Source excerpt -
## start
Summary [This summary does not form part of the decision.]
A Fair Go item reported on the New Zealand Industrial Fuel Duty Agency (NZIFDA), a business set up to obtain refunds, on behalf of eligible customers, for excise duty placed on off-road fuel usage in some instances. A former employee of NZIFDA criticised the business and the person who ran it. The Authority did not uphold the complaint from the person who ran the business, that the item was inaccurate and misleading and used ‘loaded’ language to suggest wrongdoing. The item was clearly framed from the perspective of the former employee, her comments were clearly her personal opinion, the complainant was given a reasonable opportunity to give a response, and his response was fairly included in the programme.
Not Upheld: Accuracy, Fairness
 An item on Fair Go reported on the New Zealand Industrial Fuel Duty Agency (NZIFDA), a business set up to obtain refunds, on behalf of eligible customers, for excise duty placed on off-road fuel usage in some instances. The item contained an interview with a former employee, Ms B, who made comments that were critical of NZIFDA and the person who ran it, though that person was not named or otherwise identified in the item. The programme was broadcast on 10 July 2013.
 Michael Levertoff, the person who ran NZIFDA, made a formal complaint through his lawyer to Television New Zealand Ltd, the broadcaster, alleging that the item was inaccurate and misleading because it omitted relevant information, and used ‘loaded’ language to suggest wrongdoing. In addition, he argued that the broadcaster did not deal fairly with NZIFDA.
 The issue is whether the broadcast breached the accuracy and fairness standards, as set out in the Free-to-Air Television Code of Broadcasting Practice.
 The members of the Authority have viewed a recording of the broadcast complained about and have read the correspondence listed in the Appendix.
## end
Supplied entries -
## start
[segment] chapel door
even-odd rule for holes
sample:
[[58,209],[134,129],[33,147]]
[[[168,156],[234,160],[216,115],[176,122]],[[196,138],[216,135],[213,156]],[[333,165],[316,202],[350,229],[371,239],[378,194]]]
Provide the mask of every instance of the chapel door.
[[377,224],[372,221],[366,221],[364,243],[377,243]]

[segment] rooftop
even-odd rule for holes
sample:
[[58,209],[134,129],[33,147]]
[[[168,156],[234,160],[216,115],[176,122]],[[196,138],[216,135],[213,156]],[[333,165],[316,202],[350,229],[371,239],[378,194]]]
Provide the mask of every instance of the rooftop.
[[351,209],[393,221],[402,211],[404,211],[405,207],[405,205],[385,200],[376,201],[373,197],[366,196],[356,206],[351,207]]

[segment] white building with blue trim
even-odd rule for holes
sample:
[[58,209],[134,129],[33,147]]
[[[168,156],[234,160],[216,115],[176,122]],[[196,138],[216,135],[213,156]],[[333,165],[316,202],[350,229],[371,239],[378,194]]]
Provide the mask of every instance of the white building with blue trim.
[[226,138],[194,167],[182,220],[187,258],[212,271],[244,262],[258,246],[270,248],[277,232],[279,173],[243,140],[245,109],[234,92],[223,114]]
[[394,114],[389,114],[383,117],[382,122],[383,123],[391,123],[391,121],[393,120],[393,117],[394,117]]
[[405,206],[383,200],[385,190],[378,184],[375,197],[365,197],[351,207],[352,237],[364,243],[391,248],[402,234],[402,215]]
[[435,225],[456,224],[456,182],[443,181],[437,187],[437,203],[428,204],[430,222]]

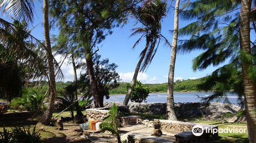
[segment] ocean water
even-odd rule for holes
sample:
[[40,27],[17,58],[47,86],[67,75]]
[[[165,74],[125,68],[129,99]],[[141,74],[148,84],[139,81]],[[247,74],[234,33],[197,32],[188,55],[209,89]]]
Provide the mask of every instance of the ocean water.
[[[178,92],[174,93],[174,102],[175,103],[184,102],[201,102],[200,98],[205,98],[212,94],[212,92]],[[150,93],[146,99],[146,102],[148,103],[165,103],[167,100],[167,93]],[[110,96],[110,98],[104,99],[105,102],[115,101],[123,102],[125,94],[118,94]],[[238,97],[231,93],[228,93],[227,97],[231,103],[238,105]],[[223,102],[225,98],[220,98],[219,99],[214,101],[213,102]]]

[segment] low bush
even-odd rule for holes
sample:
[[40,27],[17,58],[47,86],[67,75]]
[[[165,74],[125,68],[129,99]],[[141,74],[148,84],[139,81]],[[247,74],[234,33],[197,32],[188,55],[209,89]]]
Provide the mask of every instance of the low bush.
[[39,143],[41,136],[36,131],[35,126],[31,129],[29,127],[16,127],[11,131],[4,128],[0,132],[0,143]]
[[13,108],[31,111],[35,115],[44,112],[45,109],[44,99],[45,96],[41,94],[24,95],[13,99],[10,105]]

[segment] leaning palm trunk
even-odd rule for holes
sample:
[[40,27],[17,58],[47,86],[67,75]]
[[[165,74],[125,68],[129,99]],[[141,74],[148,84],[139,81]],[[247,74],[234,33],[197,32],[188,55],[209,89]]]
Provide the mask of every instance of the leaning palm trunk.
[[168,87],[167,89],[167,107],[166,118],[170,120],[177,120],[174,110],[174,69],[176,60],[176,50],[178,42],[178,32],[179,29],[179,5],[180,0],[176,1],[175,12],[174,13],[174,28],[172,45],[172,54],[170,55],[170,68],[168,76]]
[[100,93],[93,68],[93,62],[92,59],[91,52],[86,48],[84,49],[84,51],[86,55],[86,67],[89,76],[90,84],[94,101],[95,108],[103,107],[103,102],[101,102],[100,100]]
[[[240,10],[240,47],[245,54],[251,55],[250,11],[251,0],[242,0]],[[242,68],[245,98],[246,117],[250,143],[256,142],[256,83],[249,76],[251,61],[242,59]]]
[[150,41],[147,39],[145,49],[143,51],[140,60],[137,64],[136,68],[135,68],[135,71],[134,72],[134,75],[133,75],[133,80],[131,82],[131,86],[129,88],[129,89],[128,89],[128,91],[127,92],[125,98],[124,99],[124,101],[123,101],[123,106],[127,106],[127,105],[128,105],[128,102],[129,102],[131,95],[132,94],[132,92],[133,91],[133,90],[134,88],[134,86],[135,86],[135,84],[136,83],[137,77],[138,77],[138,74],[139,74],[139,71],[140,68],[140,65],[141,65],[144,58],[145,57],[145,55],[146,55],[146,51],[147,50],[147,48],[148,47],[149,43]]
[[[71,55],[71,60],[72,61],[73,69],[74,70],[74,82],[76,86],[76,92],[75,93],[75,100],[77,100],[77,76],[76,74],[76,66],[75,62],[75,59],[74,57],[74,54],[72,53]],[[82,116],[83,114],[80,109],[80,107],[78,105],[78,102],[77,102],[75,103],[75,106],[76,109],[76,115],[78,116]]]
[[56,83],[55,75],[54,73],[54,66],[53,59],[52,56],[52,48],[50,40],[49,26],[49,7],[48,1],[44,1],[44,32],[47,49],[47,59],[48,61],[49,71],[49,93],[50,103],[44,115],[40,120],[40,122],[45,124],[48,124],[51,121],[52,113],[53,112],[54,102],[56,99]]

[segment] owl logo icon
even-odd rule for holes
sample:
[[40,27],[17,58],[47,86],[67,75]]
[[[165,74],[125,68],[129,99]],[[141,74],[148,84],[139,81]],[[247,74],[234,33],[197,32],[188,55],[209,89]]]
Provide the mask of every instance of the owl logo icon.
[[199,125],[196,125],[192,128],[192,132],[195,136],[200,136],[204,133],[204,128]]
## end
Direction 1 -
Please reproduce the Fair Go decision from "Michael Levertoff, the" to "of Broadcasting Practice.".
Direction 2 -
Pick up the Fair Go decision after its final sentence and keep writing it.

Task response 1 -
Michael Levertoff, the person who ran NZIFDA, made a formal complaint through his lawyer to Television New Zealand Ltd, the broadcaster, alleging that the item was inaccurate and misleading because it omitted relevant information, and used ‘loaded’ language to suggest wrongdoing. In addition, he argued that the broadcaster did not deal fairly with NZIFDA.
 The issue is whether the broadcast breached the accuracy and fairness standards, as set out in the Free-to-Air Television Code of Broadcasting Practice.

Task response 2 -
 Fair Go is a well-known New Zealand consumer affairs programme. It operates with the legitimate intention of examining and advising on consumer issues in New Zealand. The item subject to complaint, which reported on the complainant’s business, was introduced by the presenters as follows:
Presenter 1: The phone rings. It’s a helpful person offering to get you a tax refund,
thousands in petrol tax.
Presenter 2: That same helpful person who rang you up is now turning whistle-blower.
She’s warning you not to use the service she once peddled.
 The presenter explained the nature of ‘fuel excise duty’ and who was entitled to it, and stated, ‘NZIFDA offers to do the paper work and get you a nice big refund less a small cut – sounds great’, and, ‘NZIFDA looks great, sounds great, [but] we say it does not deliver.’ The presenter said the New Zealand Transport Agency (NZTA) ‘hasn’t paid a single cent to NZIFDA so far’, and asserted, ‘NZIFDA is off-road; it is off the radar. It doesn’t actually exist. It is a company called Excise Limited’.
 The former employee and her claims about NZIFDA and Mr Levertoff formed the focus of the Fair Go item. Ms B claimed that NZIFDA was ‘pretending to be official’ by using a ‘.org’ domain name, made ‘fictitious’ statements on its website about its ‘nationwide team’ and ‘30-plus’ staff, and used a misleading sales script, saying, ‘Even though we don’t know what we are talking about, it’s going to sound like we know what we are talking about, so people buy it’. Ms B claimed that she was owed thousands of dollars in pay.
 A Christchurch contractor, who was an NZIFDA customer, was also interviewed. He claimed to have paid money to NZIFDA, but had received ‘nothing, at least so far’.
 We recognise that the Fair Go series, and this particular item, were of genuine public interest and therefore valuable in terms of freedom of expression. The item reported on a business dealing with public money in the form of tax revenue, which at the time of broadcast was the only business offering fuel tax refunds in New Zealand. The item, and particularly the claims made by Ms B, informed viewers of concerns raised about the way the business operated, advised that no refunds had yet been paid, and explained that the NZTA was developing processes to enable this.
 This value must be balanced against the potential harm likely to accrue to the complainant and NZIFDA, as the focus of the criticism. The alleged harm, in terms of the underlying objectives of the relevant standards, was said to derive from the negative impression created about NZIFDA and the inadequacy of the opportunity given to the complainant to respond. In addition, Mr Levertoff argued that the item omitted information that was favourable to NZIFDA which misled viewers, and caused damage to its reputation and interests.
 Mr Levertoff argued that Fair Go’s webpage contained inaccurate information, and he raised new matters in his referral about an alleged unfair and misleading statement and the broadcast of an image from his website apparently in contempt of court.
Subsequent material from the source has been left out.